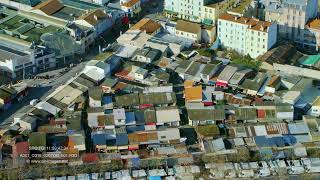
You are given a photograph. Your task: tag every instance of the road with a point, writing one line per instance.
(39, 89)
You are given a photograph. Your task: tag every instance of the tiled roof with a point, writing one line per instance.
(253, 24)
(94, 17)
(193, 93)
(130, 3)
(189, 27)
(147, 25)
(49, 7)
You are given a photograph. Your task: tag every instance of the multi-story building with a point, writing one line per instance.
(19, 59)
(312, 35)
(246, 35)
(130, 7)
(195, 10)
(291, 17)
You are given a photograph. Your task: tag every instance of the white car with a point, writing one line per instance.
(33, 102)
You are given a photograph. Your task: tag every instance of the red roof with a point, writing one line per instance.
(261, 113)
(90, 158)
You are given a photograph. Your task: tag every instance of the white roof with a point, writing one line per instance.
(157, 89)
(227, 73)
(260, 130)
(168, 115)
(291, 96)
(126, 51)
(95, 75)
(48, 107)
(119, 114)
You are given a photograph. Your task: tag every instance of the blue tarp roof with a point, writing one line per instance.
(130, 117)
(263, 141)
(139, 117)
(122, 139)
(106, 100)
(132, 129)
(155, 178)
(101, 139)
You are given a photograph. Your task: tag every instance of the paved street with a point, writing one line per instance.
(41, 88)
(39, 92)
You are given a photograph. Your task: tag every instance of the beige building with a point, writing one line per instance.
(188, 30)
(291, 17)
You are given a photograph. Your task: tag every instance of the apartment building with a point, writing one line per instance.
(246, 35)
(291, 17)
(131, 7)
(194, 10)
(19, 59)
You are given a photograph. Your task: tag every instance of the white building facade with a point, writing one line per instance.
(246, 36)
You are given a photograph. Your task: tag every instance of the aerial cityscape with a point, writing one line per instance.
(159, 89)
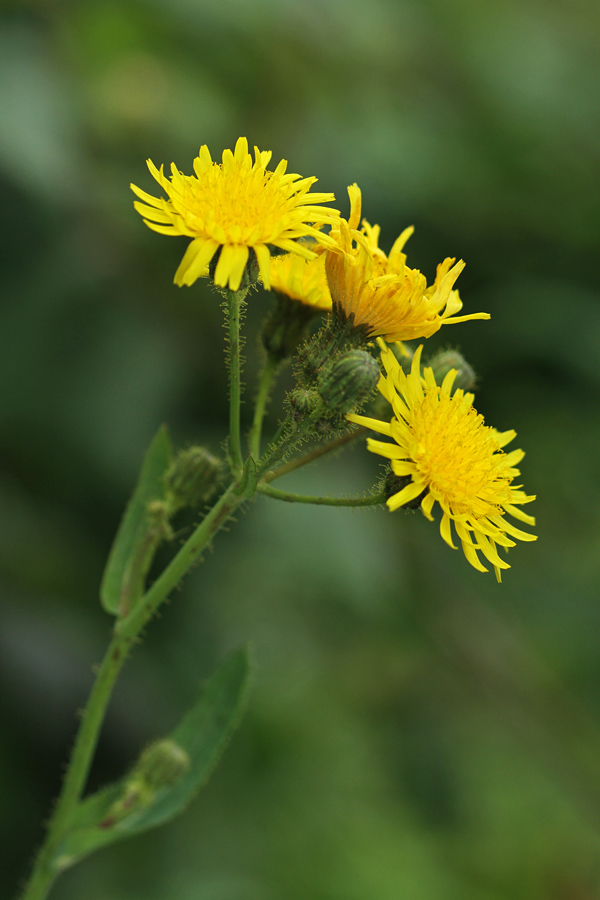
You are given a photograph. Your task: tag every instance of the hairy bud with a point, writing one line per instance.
(192, 478)
(444, 361)
(349, 381)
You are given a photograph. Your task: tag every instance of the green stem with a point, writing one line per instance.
(126, 632)
(235, 303)
(373, 500)
(44, 873)
(264, 387)
(317, 453)
(233, 497)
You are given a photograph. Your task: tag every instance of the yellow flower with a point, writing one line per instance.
(381, 293)
(235, 206)
(301, 279)
(446, 455)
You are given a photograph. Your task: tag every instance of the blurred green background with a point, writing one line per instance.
(416, 730)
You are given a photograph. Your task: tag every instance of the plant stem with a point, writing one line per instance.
(235, 303)
(264, 386)
(373, 500)
(126, 632)
(44, 873)
(317, 453)
(223, 509)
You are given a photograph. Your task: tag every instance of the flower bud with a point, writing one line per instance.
(162, 764)
(304, 403)
(444, 361)
(192, 478)
(345, 384)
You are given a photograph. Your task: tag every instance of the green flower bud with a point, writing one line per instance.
(444, 361)
(305, 403)
(162, 764)
(192, 478)
(349, 381)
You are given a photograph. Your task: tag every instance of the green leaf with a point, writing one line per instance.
(132, 533)
(202, 734)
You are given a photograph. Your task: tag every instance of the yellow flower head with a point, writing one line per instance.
(301, 279)
(237, 206)
(382, 293)
(447, 455)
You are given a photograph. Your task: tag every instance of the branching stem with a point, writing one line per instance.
(372, 500)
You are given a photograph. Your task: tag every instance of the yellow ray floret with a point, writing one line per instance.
(301, 279)
(381, 292)
(234, 207)
(447, 455)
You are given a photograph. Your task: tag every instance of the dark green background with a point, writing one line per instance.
(416, 730)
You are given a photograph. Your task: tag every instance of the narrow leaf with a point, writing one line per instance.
(137, 803)
(132, 535)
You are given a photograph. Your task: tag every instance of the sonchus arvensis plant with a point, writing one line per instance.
(342, 311)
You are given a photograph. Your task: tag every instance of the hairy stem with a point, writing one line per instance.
(235, 305)
(266, 380)
(317, 453)
(126, 632)
(372, 500)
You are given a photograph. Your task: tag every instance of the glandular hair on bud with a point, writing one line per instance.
(445, 360)
(395, 483)
(347, 382)
(161, 764)
(192, 478)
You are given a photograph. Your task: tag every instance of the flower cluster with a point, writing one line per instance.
(238, 214)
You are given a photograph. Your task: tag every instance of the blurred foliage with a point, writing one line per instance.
(416, 730)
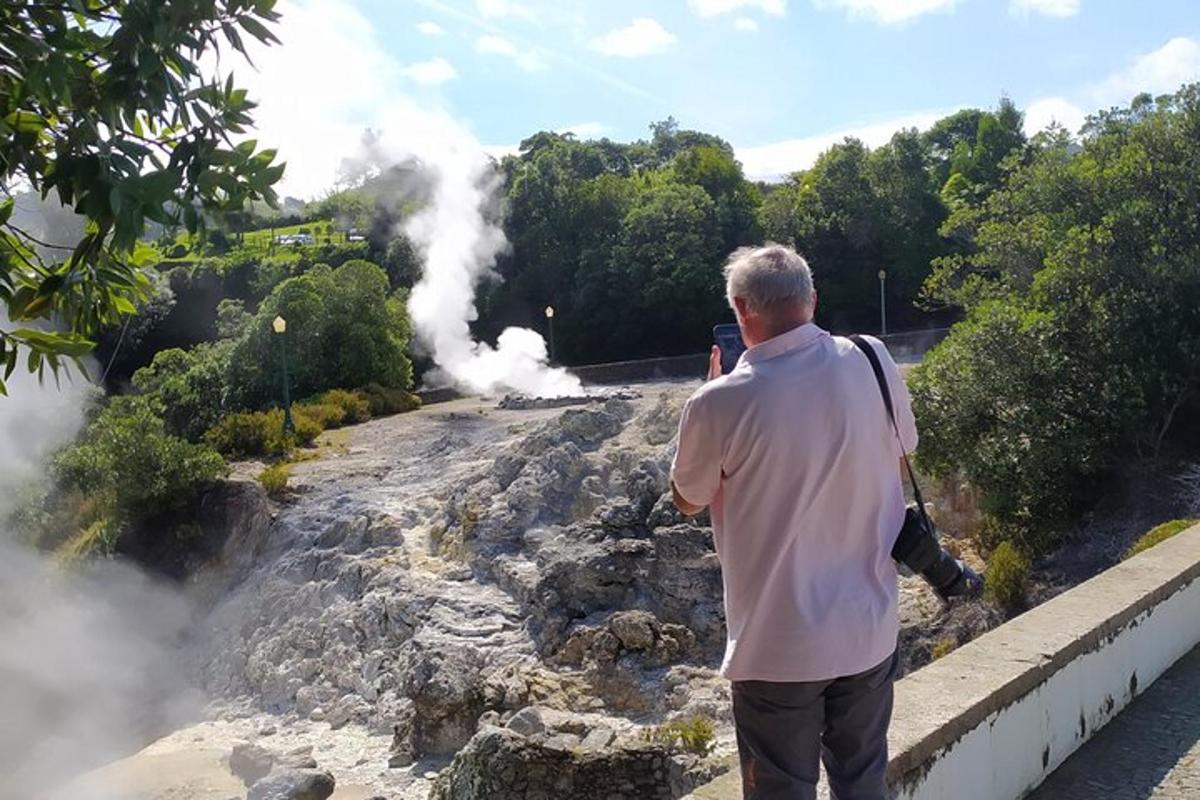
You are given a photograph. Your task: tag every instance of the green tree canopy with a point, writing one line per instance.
(111, 107)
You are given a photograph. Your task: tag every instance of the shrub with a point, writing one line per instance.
(693, 735)
(327, 415)
(355, 404)
(245, 434)
(189, 388)
(239, 434)
(97, 539)
(1157, 535)
(275, 479)
(132, 464)
(383, 401)
(1006, 578)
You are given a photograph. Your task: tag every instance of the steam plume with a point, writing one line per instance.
(459, 244)
(85, 668)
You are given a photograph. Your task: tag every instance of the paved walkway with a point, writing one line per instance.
(1151, 751)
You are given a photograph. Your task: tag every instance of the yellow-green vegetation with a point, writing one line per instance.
(1158, 534)
(275, 479)
(1008, 570)
(383, 401)
(693, 734)
(97, 539)
(943, 647)
(246, 434)
(327, 415)
(355, 407)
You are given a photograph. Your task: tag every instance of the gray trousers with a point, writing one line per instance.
(785, 728)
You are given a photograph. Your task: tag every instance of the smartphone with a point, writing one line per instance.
(729, 338)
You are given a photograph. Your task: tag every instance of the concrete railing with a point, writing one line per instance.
(995, 717)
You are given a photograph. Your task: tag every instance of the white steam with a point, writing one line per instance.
(459, 245)
(367, 88)
(85, 655)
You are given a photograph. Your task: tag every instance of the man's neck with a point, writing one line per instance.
(779, 329)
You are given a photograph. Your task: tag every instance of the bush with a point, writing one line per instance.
(383, 401)
(355, 404)
(275, 479)
(1157, 535)
(693, 735)
(1006, 578)
(246, 434)
(327, 415)
(97, 539)
(189, 388)
(133, 465)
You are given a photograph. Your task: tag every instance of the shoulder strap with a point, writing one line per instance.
(881, 379)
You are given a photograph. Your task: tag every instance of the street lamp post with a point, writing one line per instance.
(281, 328)
(550, 324)
(883, 304)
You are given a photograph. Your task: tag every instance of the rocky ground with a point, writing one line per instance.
(502, 581)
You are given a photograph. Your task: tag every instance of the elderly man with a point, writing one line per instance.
(796, 458)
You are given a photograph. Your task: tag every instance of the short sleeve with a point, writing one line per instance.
(696, 470)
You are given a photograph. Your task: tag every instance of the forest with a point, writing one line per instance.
(1067, 262)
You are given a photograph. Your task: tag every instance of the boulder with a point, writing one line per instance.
(443, 680)
(527, 722)
(294, 785)
(251, 763)
(501, 764)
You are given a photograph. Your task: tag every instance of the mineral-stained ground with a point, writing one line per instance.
(505, 582)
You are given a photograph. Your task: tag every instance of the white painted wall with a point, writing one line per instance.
(1002, 757)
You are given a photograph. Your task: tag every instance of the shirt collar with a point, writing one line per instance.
(793, 340)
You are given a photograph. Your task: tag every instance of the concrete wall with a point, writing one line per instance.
(994, 717)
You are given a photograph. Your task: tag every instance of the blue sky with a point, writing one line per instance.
(780, 79)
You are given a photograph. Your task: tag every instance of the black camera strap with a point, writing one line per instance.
(881, 379)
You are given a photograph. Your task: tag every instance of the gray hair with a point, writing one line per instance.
(767, 276)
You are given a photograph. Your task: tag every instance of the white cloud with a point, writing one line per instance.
(1041, 113)
(1159, 72)
(714, 7)
(498, 8)
(643, 36)
(312, 114)
(430, 73)
(1048, 7)
(779, 158)
(527, 60)
(891, 12)
(585, 130)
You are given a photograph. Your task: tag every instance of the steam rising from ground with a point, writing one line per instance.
(85, 669)
(459, 239)
(369, 89)
(459, 245)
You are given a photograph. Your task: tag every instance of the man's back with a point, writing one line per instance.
(798, 462)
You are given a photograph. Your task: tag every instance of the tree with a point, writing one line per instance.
(1081, 347)
(111, 106)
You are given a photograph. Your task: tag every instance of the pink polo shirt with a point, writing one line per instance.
(795, 456)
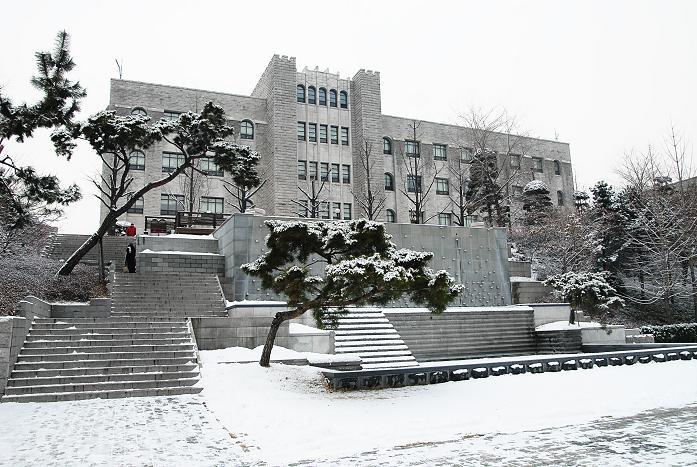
= = = =
- DIRECTIONS FOR THIS TASK: Write out exactly, and nothing more than, the lines of the entries above from the line containing "the white cloud" through the final line; omit any pictures.

- TASK OUTPUT:
You are given a photograph. Your task: tag every instance of the white cloud with a point, writing one line per instance.
(1041, 113)
(1159, 72)
(714, 7)
(498, 8)
(643, 36)
(312, 114)
(430, 73)
(1048, 7)
(779, 158)
(527, 60)
(891, 12)
(585, 130)
You are given a photograph. Your task: tag every instance of the steam rising from ground with a point, writing one line per instance.
(85, 669)
(459, 239)
(369, 89)
(459, 245)
You are given a photograph. Your task: tag every instance of the man's back with a point, writing one line per instance.
(798, 462)
You are given a photograph. Your task: tag every instance of the tree with a point, writing one line per instance.
(1081, 347)
(111, 106)
You are given a photograph. Your task: tag every instance of the pink polo shirt with a point, writing one line per instance.
(795, 456)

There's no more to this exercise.